● Extracted information:
- - - -

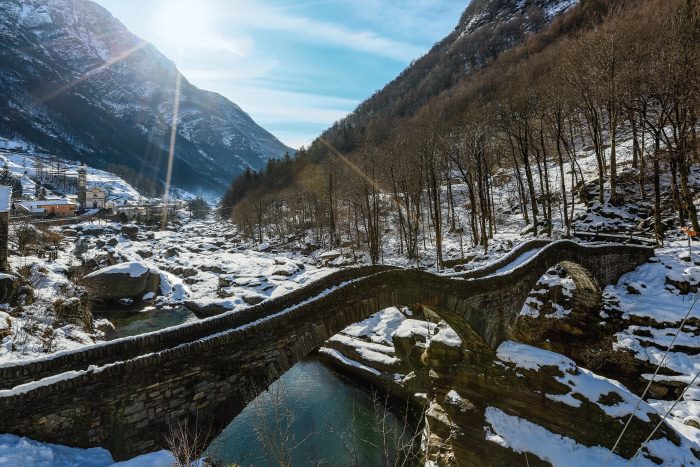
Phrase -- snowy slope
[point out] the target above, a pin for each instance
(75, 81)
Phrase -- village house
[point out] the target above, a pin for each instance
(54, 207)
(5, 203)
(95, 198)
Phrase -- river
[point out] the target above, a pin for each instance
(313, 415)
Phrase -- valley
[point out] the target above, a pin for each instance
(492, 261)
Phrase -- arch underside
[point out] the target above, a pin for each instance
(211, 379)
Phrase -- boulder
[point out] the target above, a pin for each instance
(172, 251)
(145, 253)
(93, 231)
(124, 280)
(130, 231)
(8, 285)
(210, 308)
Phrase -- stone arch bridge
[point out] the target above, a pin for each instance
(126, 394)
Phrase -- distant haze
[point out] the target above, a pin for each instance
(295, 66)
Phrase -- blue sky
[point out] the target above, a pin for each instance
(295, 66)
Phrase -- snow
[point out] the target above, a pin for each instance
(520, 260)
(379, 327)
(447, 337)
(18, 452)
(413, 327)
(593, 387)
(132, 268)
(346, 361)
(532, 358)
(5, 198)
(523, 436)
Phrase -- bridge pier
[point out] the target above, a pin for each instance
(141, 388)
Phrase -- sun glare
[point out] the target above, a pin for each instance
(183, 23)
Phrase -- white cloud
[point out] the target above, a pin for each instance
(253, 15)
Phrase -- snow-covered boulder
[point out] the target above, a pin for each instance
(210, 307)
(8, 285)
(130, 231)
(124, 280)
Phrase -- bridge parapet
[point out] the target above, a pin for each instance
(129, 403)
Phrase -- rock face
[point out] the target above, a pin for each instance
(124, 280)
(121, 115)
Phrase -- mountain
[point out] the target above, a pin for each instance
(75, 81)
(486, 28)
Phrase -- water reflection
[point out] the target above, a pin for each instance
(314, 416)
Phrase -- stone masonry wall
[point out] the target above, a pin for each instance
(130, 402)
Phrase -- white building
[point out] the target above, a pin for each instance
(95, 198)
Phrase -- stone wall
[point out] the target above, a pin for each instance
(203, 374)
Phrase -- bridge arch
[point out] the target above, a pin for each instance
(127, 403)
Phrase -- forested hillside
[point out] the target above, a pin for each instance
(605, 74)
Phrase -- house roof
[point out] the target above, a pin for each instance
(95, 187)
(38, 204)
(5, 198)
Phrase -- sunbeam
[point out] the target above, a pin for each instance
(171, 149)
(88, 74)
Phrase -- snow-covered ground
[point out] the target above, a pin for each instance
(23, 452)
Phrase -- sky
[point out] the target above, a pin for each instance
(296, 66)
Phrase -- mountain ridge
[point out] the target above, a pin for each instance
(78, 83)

- - - -

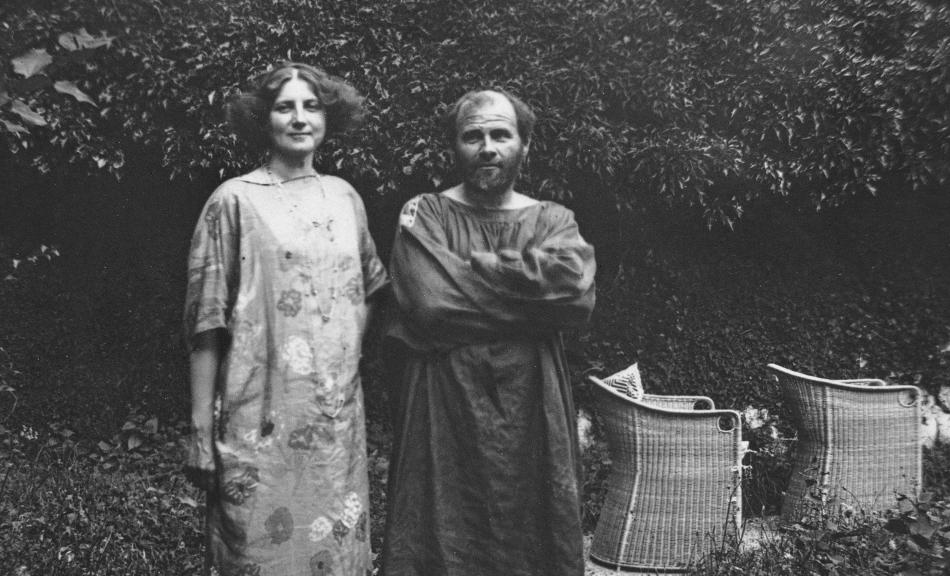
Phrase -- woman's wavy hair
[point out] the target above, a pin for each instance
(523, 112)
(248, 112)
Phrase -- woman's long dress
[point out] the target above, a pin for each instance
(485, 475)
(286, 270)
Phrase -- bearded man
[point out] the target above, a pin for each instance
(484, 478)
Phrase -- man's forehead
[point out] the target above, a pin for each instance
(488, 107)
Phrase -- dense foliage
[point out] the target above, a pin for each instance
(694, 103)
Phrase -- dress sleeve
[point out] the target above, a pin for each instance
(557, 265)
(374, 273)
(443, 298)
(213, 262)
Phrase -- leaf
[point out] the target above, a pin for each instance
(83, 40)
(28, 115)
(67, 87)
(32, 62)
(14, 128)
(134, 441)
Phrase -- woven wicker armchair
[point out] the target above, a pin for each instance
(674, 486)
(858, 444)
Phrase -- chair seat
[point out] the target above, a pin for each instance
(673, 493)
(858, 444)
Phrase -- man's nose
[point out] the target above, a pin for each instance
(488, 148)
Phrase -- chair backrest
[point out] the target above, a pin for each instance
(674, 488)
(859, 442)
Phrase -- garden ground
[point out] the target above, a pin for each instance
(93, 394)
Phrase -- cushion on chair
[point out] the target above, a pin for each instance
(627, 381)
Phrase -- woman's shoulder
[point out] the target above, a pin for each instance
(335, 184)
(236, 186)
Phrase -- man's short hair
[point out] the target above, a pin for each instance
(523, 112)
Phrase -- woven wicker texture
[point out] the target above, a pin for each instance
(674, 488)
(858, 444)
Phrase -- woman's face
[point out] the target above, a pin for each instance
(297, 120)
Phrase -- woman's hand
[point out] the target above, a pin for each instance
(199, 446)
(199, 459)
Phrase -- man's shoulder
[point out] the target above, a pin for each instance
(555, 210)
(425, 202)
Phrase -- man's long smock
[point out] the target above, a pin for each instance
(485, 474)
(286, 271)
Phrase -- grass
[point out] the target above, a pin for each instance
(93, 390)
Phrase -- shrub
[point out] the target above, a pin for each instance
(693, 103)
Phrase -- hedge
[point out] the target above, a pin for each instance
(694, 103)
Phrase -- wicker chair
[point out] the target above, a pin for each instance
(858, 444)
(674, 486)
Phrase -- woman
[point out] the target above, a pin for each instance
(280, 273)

- - - -

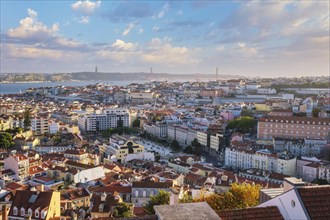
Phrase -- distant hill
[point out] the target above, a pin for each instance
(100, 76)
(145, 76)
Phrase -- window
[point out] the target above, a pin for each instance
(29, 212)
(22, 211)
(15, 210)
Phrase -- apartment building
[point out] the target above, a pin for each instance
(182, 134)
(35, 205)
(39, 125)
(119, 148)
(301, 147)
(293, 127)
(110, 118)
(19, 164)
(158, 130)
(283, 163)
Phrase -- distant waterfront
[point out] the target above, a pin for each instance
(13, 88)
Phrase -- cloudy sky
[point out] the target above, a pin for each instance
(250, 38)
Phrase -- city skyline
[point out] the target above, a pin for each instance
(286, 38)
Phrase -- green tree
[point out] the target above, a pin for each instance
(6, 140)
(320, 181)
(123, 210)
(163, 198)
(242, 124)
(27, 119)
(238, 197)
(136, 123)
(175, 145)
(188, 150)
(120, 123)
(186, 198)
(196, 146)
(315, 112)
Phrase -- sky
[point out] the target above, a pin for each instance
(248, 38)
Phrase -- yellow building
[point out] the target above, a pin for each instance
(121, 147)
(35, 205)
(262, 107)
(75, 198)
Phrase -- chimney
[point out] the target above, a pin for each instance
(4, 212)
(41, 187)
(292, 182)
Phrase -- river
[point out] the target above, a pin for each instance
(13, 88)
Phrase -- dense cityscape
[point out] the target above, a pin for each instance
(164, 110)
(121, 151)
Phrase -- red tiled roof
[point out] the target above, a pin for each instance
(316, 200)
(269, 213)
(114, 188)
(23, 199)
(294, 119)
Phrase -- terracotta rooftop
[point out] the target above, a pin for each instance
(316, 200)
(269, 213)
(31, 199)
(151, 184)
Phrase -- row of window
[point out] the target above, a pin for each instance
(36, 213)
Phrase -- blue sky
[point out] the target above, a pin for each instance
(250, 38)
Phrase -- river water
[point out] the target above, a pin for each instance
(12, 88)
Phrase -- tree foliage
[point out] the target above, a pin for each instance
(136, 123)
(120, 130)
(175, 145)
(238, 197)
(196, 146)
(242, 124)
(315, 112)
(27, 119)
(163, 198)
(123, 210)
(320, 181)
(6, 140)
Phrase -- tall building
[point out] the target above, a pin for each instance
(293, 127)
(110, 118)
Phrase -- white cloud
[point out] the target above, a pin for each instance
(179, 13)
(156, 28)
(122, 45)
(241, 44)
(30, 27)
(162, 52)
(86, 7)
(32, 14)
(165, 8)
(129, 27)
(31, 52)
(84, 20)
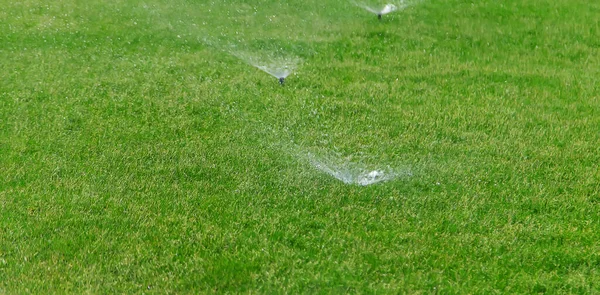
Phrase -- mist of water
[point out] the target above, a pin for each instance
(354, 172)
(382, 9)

- - - -

● Task objective: Where the line holding "Phrase -- woman's long dress" appears in the listing above, start reproducing exactly, and end with the line holding "Phrase -- wicker chair".

● Written answer:
Phrase -- woman's long dress
[point out] the target above, a pin for each instance
(485, 475)
(286, 270)
Phrase -- bearded man
[point out] the target above, a pin for each instance
(484, 478)
Phrase -- man's forehead
[point out] the target above, a pin for each instance
(488, 107)
Phrase -- dense foliage
[point out] the target above, a pin for each instance
(694, 103)
Phrase -- dress sleeve
[point out] the target above, a pin for each instance
(557, 265)
(374, 273)
(443, 298)
(213, 262)
Phrase -- leaf
[point out] the target above, a pin for each instance
(83, 40)
(28, 115)
(67, 87)
(32, 62)
(14, 128)
(134, 441)
Phrase -- woven wicker armchair
[point out] the target above, a pin for each instance
(674, 486)
(858, 444)
Phrase -- chair seat
[point out] the target above, a pin for each instance
(673, 493)
(858, 444)
Phrase -- man's nose
[point out] the target above, a pin for each instance
(488, 148)
Phrase -- chair backrest
[point out] the target above, a pin for each instance
(674, 488)
(859, 442)
Phrase -- garden ground
[point out] the target above, a pin for each instance
(93, 394)
Phrase -- cushion on chair
[point out] the target above, a pin for each instance
(627, 381)
Phrase -- woman's shoulder
[point out] the target above, a pin for each instance
(335, 184)
(236, 186)
Phrase -- man's short hair
[point out] the target above, a pin for each instance
(523, 112)
Phrase -- woven wicker texture
[point out] the target above, a pin for each instance
(674, 488)
(858, 444)
Phrase -- woman's face
[point out] the target above, a pin for each instance
(297, 120)
Phrase -- woman's hand
[point out] the target above, a pin for each instance
(199, 446)
(199, 459)
Phrase -- man's shoulder
[point out] the target above, a pin for each instance
(555, 210)
(425, 202)
Phrase -- man's long smock
[point out] the target above, a pin for each instance
(485, 474)
(286, 271)
Phrase -- grass
[point out] the target above, a pin for each instance
(93, 390)
Phrase -- shrub
[point out] the target above, a pin for each instance
(693, 103)
Phrase -- hedge
[point out] the target above, a pin for each instance
(694, 103)
Phrase -- wicker chair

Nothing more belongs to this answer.